--- Questions to answer ---
(1) From the article on alcohol and drug use at Aspen High School, write out the passage that begins with the words containing "According to the" and ends with "classified as high-risk.".
(2) Using the article on alcohol and drug use at Aspen High School, explain in one to three sentences why the Student Attitude and Behavior Survey was chosen.

Study: Alcohol, drug use down at Aspen High School
The Aspen Times
Aspen CO Colorado
ASPEN – Alcohol and drug use by Aspen High School students has gone down considerably over the past four years, a trend that has school officials optimistic about the future.
According to the 2011 Student Attitude and Behavior Survey at the high school, from 2008 to 2011, lifetime alcohol use declined among AHS freshmen. In addition, the number of “high-risk drinkers” – defined as those students who reported having consumed five or more drinks in a row two or more times in the past 30 days – similarly declined. In 2008, 80 students fell into that category; by 2011, only 37 could be classified as high-risk.
“Seeing young students report never having used alcohol is phenomenal,” said Michael Connolly, of Valley Partnership for Drug Prevention, which sponsored the survey. “It indicates students are choosing to delay their use, which we know from research will lower their risk of later addiction.
“And if the trend in (high-risk drinkers) continues, in the next four years, there won’t be any at Aspen High.”
Equally if not more important is what the survey showed kids think about drinking. In 2011, 90 percent of students “disagreed” or “strongly disagreed” that it was “cool to get drunk.” In 2008, 51 percent believed that.
“What all of this means to us is that a lot of kids are making really good decisions,” said Aspen High counselor Emily Weingart, who also sits on the Valley Partnership board of directors. “And as more kids realize that their peers are making those good decisions, the more likely they will, too.
“It’s about social norms, and it seems to be working.”
In fact, the survey, which is developed and analyzed by the internationally recognized FCD Educational Services, of Newton, Mass., was chosen because it focuses on social norms. The survey is funded by Valley Partnership as part of the $100,000 the local nonprofit group spends in Aspen schools on programs such as the Student Attitude and Behavior Survey, health education and other initiatives.
According to Connolly, the reason social norms are important in the world of alcohol and drug prevention is because the gap between what kids believe is happening and what really is happening is “the sweet spot.”
“What we’re seeing in Aspen is not unique. We see it all over when perception and reality come together,” Connolly said, likening the drug and alcohol trend to past trends in seatbelt use and cigarette smoking. “When we are able to close the gap, unhealthy behaviors – in this case teen drinking and pot smoking – go down.”

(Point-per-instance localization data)
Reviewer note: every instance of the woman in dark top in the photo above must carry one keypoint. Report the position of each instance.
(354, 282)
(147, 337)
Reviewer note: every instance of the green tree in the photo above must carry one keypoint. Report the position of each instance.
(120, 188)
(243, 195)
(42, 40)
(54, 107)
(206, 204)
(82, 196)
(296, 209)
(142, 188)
==
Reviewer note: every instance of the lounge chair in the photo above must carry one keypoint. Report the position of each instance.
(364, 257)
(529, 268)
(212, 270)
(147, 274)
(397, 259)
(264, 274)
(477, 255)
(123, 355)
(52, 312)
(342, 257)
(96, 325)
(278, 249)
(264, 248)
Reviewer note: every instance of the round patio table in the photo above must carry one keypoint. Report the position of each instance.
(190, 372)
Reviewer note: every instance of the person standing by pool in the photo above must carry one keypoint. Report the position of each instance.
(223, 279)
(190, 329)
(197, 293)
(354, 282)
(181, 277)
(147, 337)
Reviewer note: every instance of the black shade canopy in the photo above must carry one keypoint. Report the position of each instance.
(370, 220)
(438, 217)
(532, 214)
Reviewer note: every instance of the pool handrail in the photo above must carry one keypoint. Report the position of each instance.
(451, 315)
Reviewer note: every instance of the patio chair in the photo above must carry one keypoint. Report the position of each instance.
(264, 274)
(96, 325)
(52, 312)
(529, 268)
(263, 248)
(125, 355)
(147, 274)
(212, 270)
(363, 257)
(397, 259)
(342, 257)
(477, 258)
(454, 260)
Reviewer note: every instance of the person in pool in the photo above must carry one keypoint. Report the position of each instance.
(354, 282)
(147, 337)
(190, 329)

--- Results ---
(1)
According to the 2011 Student Attitude and Behavior Survey at the high school, from 2008 to 2011, lifetime alcohol use declined among AHS freshmen. In addition, the number of “high-risk drinkers” – defined as those students who reported having consumed five or more drinks in a row two or more times in the past 30 days – similarly declined. In 2008, 80 students fell into that category; by 2011, only 37 could be classified as high-risk.

(2) The survey was chosen because it focuses on social norms. According to Connolly, social norms matter in alcohol and drug prevention because the gap between what kids believe is happening and what really is happening is "the sweet spot." When that gap is closed, unhealthy behaviors go down.